# REQUIRED ACTION A
In the passage on eye health for shooters, translate this sentence into Spanish: "Monovision is where one eye works better close up for near objects, and the other is better for distance."
# REQUIRED ACTION B
According to the passage on eye health for shooters, what condition can corrective surgery leave a person with?
# REQUIRED ACTION C
Continue the passage on eye health for shooters from where it stops.
-- DOCUMENT EXTRACT follows --
Another comment on Eye Health: If you have recently had eye surgery – for cataracts, implanting of lenses, lasix, etc. make sure your eye professional knows you intend to start shooting. Not only for the more obvious environmental factors of the grit and conditions your eyes will be exposed to, but also for the jolting that will occur from firing a handgun.
Another part of being able to hit a target is how your eyes work together. When trying to establish a sight picture, you will experience the target “jumping around” or appearing doubled. You need to learn how to work your eyes for coordination when to shooting.
With eye aging and health problems, as so many other physical aspects, seniors can exhibit a greater tendency for eye dominance problems than a younger person. This problem occurs in varying degrees which can fluctuate over time.
For instance, a person who has had a right eye dominance for most of their life, might gradually or suddenly develop a vision problem as they age. The stronger eye will take over – usually automatically without any conscious effort. That person may need to adjust for whichever eye is currently dominant for shooting.
Corrective surgery can leave a person with “monovision” intentionally or during the healing process when one eye regresses more than the other. Monovision is where one eye works better close up for near objects, and the other is better for distance. You may have learned to shift focus to accomodate or use that new condition, and that is the same skill a shooter develops when aiming a gun.
Again, take time to check it out while you are learning, and monitor it occasionally over time as another factor to consider in obtaining and improving your ability to get a more accurate sight picture and alignment as you continue to advance with shooting
A simple quick check of eye dominance follows, taken from an “About.com” article:
- Extend your arms in front of you with your palms facing away.
-- DOCUMENT EXTRACT concluded --
-- SUPPLIED RECORDS follows --
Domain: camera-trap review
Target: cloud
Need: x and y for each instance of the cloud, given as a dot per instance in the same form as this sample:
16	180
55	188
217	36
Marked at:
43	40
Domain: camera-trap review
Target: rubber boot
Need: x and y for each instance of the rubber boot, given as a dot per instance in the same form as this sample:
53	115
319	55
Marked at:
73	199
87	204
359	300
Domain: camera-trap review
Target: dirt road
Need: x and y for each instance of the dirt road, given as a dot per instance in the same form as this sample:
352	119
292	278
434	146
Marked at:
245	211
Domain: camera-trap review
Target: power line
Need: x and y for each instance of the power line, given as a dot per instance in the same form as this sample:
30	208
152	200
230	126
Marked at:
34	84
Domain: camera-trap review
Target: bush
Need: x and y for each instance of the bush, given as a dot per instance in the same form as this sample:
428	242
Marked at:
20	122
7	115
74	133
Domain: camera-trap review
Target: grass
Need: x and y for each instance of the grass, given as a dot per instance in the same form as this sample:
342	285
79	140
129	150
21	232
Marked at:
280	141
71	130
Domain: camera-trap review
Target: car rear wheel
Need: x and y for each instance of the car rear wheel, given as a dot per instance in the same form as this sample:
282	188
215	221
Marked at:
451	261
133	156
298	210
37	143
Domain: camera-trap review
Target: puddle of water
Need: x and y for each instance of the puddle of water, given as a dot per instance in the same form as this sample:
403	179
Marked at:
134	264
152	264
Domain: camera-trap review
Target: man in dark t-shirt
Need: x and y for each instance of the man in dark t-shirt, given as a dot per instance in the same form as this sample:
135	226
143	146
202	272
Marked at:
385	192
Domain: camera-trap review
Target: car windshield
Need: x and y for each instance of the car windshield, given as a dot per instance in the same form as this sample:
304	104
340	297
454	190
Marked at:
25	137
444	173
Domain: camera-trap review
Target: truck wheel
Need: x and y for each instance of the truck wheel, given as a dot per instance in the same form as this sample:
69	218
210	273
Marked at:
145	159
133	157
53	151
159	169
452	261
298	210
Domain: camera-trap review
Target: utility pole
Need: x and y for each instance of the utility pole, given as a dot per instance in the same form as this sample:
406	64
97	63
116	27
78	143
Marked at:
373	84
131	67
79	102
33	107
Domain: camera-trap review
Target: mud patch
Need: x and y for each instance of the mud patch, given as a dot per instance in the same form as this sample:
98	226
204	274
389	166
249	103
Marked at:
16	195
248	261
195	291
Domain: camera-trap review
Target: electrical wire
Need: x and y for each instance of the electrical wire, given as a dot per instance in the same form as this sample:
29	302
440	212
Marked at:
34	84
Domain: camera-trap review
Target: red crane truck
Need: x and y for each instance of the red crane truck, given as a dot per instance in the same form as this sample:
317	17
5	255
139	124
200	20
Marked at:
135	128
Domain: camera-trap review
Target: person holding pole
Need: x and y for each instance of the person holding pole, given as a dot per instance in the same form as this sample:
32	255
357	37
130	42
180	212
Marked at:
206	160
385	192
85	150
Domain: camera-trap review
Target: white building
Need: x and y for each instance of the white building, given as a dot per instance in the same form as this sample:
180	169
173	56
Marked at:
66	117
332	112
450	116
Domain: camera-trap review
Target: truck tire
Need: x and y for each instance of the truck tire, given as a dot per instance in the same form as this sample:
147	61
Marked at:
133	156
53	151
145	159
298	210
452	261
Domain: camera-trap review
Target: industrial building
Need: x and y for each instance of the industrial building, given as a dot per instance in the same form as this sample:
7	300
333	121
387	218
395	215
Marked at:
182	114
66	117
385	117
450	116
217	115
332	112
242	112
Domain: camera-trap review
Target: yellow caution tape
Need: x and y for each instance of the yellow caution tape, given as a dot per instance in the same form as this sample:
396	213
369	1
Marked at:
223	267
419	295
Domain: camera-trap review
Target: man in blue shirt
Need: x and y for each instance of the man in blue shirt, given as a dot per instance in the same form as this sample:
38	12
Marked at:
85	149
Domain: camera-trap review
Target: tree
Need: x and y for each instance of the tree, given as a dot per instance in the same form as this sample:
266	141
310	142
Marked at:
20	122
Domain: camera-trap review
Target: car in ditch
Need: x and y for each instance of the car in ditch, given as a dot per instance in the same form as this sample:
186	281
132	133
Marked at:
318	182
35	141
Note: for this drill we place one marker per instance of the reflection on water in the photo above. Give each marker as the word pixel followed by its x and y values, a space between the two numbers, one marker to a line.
-- SUPPLIED RECORDS concluded --
-- SUPPLIED RECORDS follows --
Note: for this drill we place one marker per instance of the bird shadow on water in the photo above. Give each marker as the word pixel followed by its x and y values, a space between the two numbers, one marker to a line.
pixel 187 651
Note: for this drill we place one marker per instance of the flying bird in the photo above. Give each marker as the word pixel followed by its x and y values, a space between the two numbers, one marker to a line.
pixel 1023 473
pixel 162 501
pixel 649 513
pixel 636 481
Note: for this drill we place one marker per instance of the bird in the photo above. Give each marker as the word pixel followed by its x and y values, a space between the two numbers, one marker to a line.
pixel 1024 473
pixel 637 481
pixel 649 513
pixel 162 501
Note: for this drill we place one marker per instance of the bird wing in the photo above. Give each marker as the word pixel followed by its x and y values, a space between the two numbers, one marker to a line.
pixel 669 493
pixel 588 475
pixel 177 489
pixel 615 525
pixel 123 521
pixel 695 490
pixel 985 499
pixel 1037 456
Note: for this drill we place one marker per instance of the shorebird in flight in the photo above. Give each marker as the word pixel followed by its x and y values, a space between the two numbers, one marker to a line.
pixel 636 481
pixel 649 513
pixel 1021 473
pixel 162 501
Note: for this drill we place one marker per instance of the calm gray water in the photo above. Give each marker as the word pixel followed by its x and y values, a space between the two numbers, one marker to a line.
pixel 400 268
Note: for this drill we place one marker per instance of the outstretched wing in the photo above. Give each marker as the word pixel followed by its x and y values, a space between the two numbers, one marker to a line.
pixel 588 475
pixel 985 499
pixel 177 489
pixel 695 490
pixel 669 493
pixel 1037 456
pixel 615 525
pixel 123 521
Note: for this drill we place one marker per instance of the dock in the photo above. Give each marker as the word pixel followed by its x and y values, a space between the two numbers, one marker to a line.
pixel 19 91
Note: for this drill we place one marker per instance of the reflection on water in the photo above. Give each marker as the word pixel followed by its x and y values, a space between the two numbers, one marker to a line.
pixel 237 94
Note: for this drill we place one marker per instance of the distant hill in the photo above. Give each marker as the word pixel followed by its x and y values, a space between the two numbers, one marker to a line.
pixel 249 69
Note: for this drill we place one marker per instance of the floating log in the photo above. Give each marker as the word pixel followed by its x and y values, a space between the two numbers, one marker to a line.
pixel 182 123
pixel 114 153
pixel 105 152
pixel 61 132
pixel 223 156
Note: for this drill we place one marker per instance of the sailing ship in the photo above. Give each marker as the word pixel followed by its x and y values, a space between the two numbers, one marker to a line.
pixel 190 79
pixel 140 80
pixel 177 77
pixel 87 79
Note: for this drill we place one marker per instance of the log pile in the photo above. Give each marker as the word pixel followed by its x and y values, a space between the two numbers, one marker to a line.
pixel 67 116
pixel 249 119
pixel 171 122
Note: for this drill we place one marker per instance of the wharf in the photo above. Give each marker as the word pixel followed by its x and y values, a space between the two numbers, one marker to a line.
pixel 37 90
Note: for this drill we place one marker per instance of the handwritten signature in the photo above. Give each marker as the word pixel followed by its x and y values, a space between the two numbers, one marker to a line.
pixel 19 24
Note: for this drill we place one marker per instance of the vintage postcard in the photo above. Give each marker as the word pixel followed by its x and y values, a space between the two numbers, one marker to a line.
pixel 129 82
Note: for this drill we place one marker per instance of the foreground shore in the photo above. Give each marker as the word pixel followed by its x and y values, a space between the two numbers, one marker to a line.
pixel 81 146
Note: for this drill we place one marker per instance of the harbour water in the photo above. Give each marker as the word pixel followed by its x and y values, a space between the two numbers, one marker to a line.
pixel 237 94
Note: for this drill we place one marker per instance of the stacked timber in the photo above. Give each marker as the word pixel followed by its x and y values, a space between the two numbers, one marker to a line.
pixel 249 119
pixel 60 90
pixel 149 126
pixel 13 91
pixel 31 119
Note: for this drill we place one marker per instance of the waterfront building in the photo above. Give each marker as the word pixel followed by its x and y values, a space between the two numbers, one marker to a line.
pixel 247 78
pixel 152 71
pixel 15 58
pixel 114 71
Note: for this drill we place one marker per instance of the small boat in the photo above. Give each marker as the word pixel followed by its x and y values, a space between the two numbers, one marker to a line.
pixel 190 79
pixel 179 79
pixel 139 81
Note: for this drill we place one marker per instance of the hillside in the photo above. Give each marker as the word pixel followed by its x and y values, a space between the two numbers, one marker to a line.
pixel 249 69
-- SUPPLIED RECORDS concluded --
# WRITTEN ANSWER A
La monovisión es cuando un ojo funciona mejor de cerca para los objetos cercanos, y el otro es mejor para la distancia.

# WRITTEN ANSWER B
Monovision, either intentionally or during healing when one eye regresses more than the other.

# WRITTEN ANSWER C
- Bring your hands together, forming a small hole by crossing the thumbs and fore fingers.
- Choose a small object about 15-20 feet away from you. With both eyes open, focus on the object as you look through the small hole.
- Close one eye and then the other. When you close one eye, the object will be stationary. When you close the other eye, the object should disappear from the hole or jump to one side.
- If the object does not move when you cover one eye, then that eye is dominant. The eye that sees the object and does not move is the dominant eye
If you are “cross dominant” – it means you are shooting with your right hand dominant while your left eye is dominant, or vice versa. Various issues with accuracy arise from cross dominance when you are attempting to develop a sight picture and align the sights.
No matter if you have a clearly dominant eye or are cross dominant, the best recommended technique is to shoot with both eyes open. There is lively discussion on the pros and cons of leaving one eye or both eyes open to focus when aiming a handgun.
Probably the most compelling argument for making an effort to learn to keep both eyes open is forming the habit while practicing so it translates into real life if a situation develops where you need to fire defensely.
The rationale for keeping both eyes open is sound. Both eyes open allows for depth perception and better peripheral vision, helping to transition from one target to the next more effectively and keep attention on your surroundings.
If you are having difficulty keeping both eyes open, rather than closing one eye, a common tip is to tape/opaque the lens of your protective glasses over the non dominant eye. This helps you keep BOTH EYES open and eliminates the struggle of shifting focus from eye to eye. It also minimizes the time and distraction of regaining focus, along with the changes for light adjustment your pupil goes through when you open the eye you had closed.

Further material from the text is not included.